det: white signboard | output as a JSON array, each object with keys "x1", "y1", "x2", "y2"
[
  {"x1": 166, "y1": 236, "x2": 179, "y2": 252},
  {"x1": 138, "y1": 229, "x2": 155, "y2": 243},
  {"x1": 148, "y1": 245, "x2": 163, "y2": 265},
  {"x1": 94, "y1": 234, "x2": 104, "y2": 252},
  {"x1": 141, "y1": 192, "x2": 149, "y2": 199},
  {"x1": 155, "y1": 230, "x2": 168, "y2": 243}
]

What needs to be done: Beginning with the first line and ending with the last, copy the material above exactly.

Answer:
det: white signboard | output as a JSON array, each object with keys "x1", "y1", "x2", "y2"
[
  {"x1": 166, "y1": 236, "x2": 179, "y2": 252},
  {"x1": 138, "y1": 229, "x2": 155, "y2": 243},
  {"x1": 148, "y1": 245, "x2": 163, "y2": 265},
  {"x1": 94, "y1": 234, "x2": 104, "y2": 252},
  {"x1": 141, "y1": 192, "x2": 149, "y2": 199},
  {"x1": 155, "y1": 230, "x2": 168, "y2": 243}
]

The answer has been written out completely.